Görev 1
Aşağıdaki kayıtlarda "Place one pin on each instance of the concrete" ifadesini içeren satırdan kayıtların sonuna kadar uzanan satırları, iki uç da dahil olmak üzere, hiçbir değişiklik yapmadan alıntılayın.
==================================================
26.10.1923 te ay-yıldızlı formayı ilk defa giyen futbolcular unutanlara kendilerini hatırlattılar
ilk millîlerimizden hayatta kalan nedim kaleci, ismet uluğ, cafer çağatay, salih arca, alâettin baydar, milliyet aracılığı ile türk sporseverlerine seslendiler: «ay-yıldızın futbol sahasındaki 50. yıldönümünü unutmayınız!»
yazan: kahraman bapçum
siz, futbol oynarken yere yıkılmanın utanılacak bir şey oldupu bir çağı düşünebilir misiniz ne o? anlamadınız galiba...
açıkça soruyorum işte: sahada koşuşan futbolcular düşününüz ki, tekme yer, çelmeye takılır ya da sert bir sarj alırsa ilk düşündüğü şey yere yıkılmamaktır. çünkü ayıptır yere düşmek. çünkü, futbolcu demek yiğit kişi demektir. sağlam adam demektir. düşünebilir misiniz?
işte bu yazıda kendisinden bahsedilecek olanlar öyle bir adamlardır.
* * *
en genci 19, en yaşlısı 23 yaşında idi. dün oynadıkları önemli bir futbol maçının tartışmasını yapıyorlardı. oyunda geçmiş bâzı ayrıntıları şüphesiz maç heyecanı içinde unutmuş olmalıydılar. biri bu ayrıntılardan bahsedince ötekiler hemen hatırlıyor, onaylıyordu.
aynı heyecanı yaşadıkları belliydi. dinlerken biraz hayale kapılsanız maçtan sonra yaptıkları duşun sıcaklığını vücutlarında taşıdıklarını, alınlarından boncuk boncuk terlerin damladığını düşünebilirdiniz.
==================================================
Görev 2
İlk millî futbolcularla ilgili yazıyı son cümlesinin ardından sürdürün.
==================================================
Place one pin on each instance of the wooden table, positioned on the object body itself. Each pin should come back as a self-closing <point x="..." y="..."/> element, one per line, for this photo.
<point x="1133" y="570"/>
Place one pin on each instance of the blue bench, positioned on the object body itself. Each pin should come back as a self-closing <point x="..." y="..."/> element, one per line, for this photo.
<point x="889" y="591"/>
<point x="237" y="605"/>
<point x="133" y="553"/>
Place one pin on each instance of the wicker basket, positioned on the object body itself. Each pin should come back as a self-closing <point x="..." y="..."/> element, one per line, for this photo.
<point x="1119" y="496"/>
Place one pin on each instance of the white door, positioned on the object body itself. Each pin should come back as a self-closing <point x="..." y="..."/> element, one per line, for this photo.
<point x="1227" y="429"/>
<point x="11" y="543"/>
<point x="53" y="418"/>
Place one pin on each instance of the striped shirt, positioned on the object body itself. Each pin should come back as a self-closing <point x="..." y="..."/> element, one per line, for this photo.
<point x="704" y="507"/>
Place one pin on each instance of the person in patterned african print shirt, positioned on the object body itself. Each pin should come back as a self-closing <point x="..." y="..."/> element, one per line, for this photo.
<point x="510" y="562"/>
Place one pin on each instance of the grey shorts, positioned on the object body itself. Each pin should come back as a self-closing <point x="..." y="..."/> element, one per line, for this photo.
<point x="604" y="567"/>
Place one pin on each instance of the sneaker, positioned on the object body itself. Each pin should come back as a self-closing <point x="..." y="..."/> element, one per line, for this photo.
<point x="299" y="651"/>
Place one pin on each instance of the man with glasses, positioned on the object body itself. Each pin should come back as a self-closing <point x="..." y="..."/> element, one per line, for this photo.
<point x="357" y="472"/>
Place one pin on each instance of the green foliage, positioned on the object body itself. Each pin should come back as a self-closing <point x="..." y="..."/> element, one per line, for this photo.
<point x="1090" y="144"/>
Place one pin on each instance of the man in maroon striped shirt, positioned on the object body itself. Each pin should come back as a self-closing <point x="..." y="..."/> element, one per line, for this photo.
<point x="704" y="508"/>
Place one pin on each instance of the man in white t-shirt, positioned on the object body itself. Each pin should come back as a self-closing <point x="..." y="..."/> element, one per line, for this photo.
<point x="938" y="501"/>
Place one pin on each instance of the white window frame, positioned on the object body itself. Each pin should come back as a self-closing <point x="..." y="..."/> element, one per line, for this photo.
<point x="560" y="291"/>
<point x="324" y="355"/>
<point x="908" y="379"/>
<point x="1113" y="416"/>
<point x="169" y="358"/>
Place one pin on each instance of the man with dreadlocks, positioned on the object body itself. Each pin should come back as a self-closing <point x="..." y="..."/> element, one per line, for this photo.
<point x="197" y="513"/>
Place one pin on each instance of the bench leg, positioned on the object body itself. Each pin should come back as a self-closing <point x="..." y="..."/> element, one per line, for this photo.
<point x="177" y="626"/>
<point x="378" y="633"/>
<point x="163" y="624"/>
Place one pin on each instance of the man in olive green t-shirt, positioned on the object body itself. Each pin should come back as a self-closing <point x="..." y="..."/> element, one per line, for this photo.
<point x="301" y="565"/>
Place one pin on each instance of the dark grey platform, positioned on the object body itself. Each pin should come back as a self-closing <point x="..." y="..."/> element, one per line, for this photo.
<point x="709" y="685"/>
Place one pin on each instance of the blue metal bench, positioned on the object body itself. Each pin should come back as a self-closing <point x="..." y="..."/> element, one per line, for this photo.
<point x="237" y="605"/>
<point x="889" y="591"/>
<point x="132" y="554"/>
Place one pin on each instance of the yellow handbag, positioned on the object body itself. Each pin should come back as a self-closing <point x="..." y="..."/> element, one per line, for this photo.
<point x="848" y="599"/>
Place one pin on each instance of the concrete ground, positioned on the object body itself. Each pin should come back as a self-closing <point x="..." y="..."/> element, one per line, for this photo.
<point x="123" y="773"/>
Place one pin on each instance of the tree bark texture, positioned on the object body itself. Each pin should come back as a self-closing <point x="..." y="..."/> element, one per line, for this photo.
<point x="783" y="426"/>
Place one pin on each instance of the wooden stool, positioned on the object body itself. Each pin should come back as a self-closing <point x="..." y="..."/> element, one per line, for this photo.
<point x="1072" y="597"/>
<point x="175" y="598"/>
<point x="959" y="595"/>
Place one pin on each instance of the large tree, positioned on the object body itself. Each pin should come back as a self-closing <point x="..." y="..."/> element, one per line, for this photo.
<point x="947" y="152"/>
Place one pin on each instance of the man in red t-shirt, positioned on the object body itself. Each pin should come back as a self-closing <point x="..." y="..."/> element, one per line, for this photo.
==================================================
Yazılı yanıt 1
Place one pin on each instance of the concrete ground, positioned on the object body itself. Each pin should come back as a self-closing <point x="..." y="..."/> element, one per line, for this photo.
<point x="123" y="773"/>
Place one pin on each instance of the tree bark texture, positioned on the object body itself. Each pin should come back as a self-closing <point x="..." y="..."/> element, one per line, for this photo.
<point x="783" y="426"/>
Place one pin on each instance of the wooden stool, positioned on the object body itself. Each pin should come back as a self-closing <point x="..." y="..."/> element, one per line, for this photo.
<point x="1072" y="597"/>
<point x="175" y="598"/>
<point x="959" y="595"/>
Place one pin on each instance of the large tree, positioned on the object body itself. Each pin should come back as a self-closing <point x="..." y="..."/> element, one per line, for this photo.
<point x="947" y="152"/>
Place one pin on each instance of the man in red t-shirt, positioned on the object body itself. Each pin should come back as a self-closing <point x="..." y="..."/> element, one per line, for this photo.

Yazılı yanıt 2
ikinci devrede sakatlanarak çıkan solaçık, karşısındaki bekin ayağına nasıl yan taraftan basarak ezdiğini anlatırken, hemen gözlerimiz kemiği çatlayan bacağa kayıyordu. ikinci golü bütün inceliklerin ekadar hatırlayarak anlatıyordu...
biz o maçı görmemiştik. ama bir iki sakatlık konuşmadan sonra maçı sizlere anlatabilecek kadar bilgi sahibi olmuştuk o maç hakkında. şaka değil o maçı oynayan, heyecanını yaşayan futbolcular anlatıyordu bunları.
en genci 19, en yaşlısı 23 yaşında idi...
...ve hepsi dört kişiydiler. biri geçirdiği grip nedeniyle randevuya gelememişti, biri de ağır bir hastalıktan henüz kurtulduğu için evinden çıkmıyordu.
oysa anıları çok taze olan bu maçta yer alan futbolcular oniki kişiydi. ta öteki altısı neredeydi?
ohoooo.. en gencinin 19, en yaşlısının 23 yaşında olduğu günden, yani o maçın yapıldığı günden bu yana geçen 49 yıl içinde kahramanlarımızdan sadece altısını kaybetmişsek kedimizi mutlu saymalıydık.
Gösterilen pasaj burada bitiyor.